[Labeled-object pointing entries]
= = = = = = =

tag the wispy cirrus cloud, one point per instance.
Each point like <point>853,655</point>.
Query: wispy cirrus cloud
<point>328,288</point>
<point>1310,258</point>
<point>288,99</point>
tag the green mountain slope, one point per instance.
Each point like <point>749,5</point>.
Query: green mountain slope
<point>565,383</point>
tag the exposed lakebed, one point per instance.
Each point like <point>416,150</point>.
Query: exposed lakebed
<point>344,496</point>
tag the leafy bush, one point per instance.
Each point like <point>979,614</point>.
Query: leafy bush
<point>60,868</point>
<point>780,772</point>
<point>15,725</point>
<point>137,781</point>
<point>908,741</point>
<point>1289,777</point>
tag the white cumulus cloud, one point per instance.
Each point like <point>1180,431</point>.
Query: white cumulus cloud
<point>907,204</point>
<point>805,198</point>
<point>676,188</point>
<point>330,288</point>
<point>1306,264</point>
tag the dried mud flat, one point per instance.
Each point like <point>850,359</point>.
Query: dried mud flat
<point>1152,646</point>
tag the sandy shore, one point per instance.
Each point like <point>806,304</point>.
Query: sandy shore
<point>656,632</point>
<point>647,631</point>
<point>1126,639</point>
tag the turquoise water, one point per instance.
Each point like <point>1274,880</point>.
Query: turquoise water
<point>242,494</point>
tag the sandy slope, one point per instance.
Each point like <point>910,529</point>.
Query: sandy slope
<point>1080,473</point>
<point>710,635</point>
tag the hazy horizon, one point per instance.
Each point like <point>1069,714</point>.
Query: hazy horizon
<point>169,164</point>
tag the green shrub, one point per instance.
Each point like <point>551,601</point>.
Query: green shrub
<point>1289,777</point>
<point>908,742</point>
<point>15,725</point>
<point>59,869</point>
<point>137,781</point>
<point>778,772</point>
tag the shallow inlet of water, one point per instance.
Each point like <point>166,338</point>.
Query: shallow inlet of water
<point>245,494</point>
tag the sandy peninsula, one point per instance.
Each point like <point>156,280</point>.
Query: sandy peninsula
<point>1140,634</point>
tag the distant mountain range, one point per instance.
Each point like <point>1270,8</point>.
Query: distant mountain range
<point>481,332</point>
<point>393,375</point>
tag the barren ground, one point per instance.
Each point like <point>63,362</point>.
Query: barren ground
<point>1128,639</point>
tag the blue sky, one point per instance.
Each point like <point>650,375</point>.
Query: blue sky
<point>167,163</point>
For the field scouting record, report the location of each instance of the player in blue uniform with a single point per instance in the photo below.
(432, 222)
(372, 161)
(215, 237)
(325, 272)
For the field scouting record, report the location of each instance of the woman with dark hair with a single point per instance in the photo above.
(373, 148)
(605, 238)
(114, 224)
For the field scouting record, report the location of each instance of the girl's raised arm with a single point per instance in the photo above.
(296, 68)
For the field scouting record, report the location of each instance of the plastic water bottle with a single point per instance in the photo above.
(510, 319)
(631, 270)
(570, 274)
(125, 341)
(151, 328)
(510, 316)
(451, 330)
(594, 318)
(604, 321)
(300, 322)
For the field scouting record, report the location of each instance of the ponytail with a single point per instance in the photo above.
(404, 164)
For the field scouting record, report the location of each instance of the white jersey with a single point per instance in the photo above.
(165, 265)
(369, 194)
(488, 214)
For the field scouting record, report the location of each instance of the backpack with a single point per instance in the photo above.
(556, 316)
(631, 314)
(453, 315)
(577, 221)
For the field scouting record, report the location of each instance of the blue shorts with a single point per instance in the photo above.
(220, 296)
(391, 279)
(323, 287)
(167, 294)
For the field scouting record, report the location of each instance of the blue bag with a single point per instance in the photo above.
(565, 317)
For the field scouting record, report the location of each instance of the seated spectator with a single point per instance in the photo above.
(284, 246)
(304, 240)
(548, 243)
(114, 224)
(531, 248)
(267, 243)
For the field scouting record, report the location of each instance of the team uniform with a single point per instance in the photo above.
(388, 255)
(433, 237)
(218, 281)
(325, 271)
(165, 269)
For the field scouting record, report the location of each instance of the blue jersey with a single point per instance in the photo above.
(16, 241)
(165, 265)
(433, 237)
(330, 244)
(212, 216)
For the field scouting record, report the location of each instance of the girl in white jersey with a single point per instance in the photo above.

= = = = = = =

Go through the listing and copy all of it exactly.

**Solution:**
tag the wispy cirrus cloud, one point per instance.
Each point like <point>853,655</point>.
Query: wispy cirrus cloud
<point>328,288</point>
<point>1310,258</point>
<point>288,99</point>
tag the green mountain slope, one point per instance.
Each point like <point>749,5</point>.
Query: green mountain slope
<point>565,383</point>
tag the exposed lakebed, one point per instance.
Each point like <point>416,150</point>.
Query: exposed lakebed
<point>344,496</point>
tag the leafy bush, one point per instance.
Each point like <point>979,614</point>.
Query: leafy bush
<point>60,868</point>
<point>780,772</point>
<point>15,725</point>
<point>137,781</point>
<point>908,741</point>
<point>1289,777</point>
tag the white cumulus cloud, one point per instance.
Each point like <point>1180,431</point>.
Query: white cumulus cloud
<point>907,204</point>
<point>805,198</point>
<point>676,188</point>
<point>330,288</point>
<point>1306,264</point>
tag the dried mud flat, one point per instance.
Each point like <point>850,359</point>.
Query: dried mud flat
<point>1152,646</point>
tag the sandy shore, one point per instance.
Each point like <point>806,304</point>.
Query: sandy shore
<point>656,632</point>
<point>647,631</point>
<point>1126,639</point>
tag the turquoise water, one point per instance.
Each point like <point>1274,880</point>.
Query: turquoise water
<point>242,494</point>
tag the sandy slope, one point per instance.
Each point like <point>910,529</point>.
Query: sandy slope
<point>1080,473</point>
<point>710,635</point>
tag the hazy horizon, one point per instance.
Each point like <point>1069,714</point>.
Query: hazy horizon
<point>169,164</point>
tag the green shrub, one point per instance.
Each point like <point>551,601</point>.
Query: green shrub
<point>1289,777</point>
<point>908,742</point>
<point>15,725</point>
<point>59,869</point>
<point>137,781</point>
<point>778,772</point>
tag the shallow inlet of water, one point per instance.
Each point like <point>166,338</point>.
Query: shallow inlet of water
<point>245,494</point>
tag the sandy peninsula, one point per instance.
Each point like <point>156,280</point>.
Query: sandy peninsula
<point>1140,634</point>
tag the distant mountain range, one point per instance.
Each point like <point>1270,8</point>.
Query: distant mountain range
<point>481,332</point>
<point>393,375</point>
tag the barren ground, one point per instance.
Each point like <point>63,362</point>.
Query: barren ground
<point>1128,639</point>
tag the blue sky, one point per instance.
Each point like <point>650,375</point>.
Query: blue sky
<point>167,163</point>
For the field scouting record, report the location of each instance of the player in blue uniform with a single point per instance in the photo below.
(432, 222)
(372, 161)
(215, 237)
(325, 272)
For the field scouting record, report the location of each instance of the woman with dark hair with a single point per instance in the photo above.
(373, 148)
(605, 238)
(114, 224)
For the field scouting record, report the location of each instance of the girl's raised arm with a single point per instance in the photo above.
(296, 68)
For the field scouting record, report the location of each instance of the plastic water bottle with a single point per instance in the photo above.
(510, 319)
(631, 270)
(570, 274)
(125, 341)
(151, 328)
(510, 316)
(451, 330)
(594, 318)
(604, 321)
(300, 322)
For the field scouting record, report the location of each instance of the ponytail with a single point per instance in the photo above.
(404, 164)
For the field scouting record, report the location of each instance of the white jersey with a single point per instance in the photo above.
(165, 265)
(369, 194)
(488, 214)
For the field scouting record, report the location of each instance of the backpack with a single point per instance in the photo above.
(556, 316)
(631, 314)
(453, 315)
(577, 221)
For the field scouting record, report the location of each instance of the blue shorts with a single point per instance in the photo above.
(220, 296)
(391, 279)
(323, 287)
(167, 294)
For the field scouting record, report the location of each instance of the blue bag with a single point per instance in the photo above.
(565, 317)
For the field scouting record, report the location of each instance of the seated spectator with a single point per instance in the photo above.
(284, 246)
(304, 240)
(548, 243)
(114, 224)
(531, 248)
(267, 243)
For the field scouting record, report the location of each instance of the team uniform with a single point per instance in the photo above.
(388, 255)
(433, 237)
(218, 281)
(325, 271)
(165, 269)
For the field scouting record, report the location of each instance of the blue jersey with a single point per instance in the photo above.
(16, 241)
(165, 265)
(433, 237)
(330, 244)
(212, 216)
For the field scouting record, report the location of each instance of the girl in white jersey with a single point per instance in the photo above.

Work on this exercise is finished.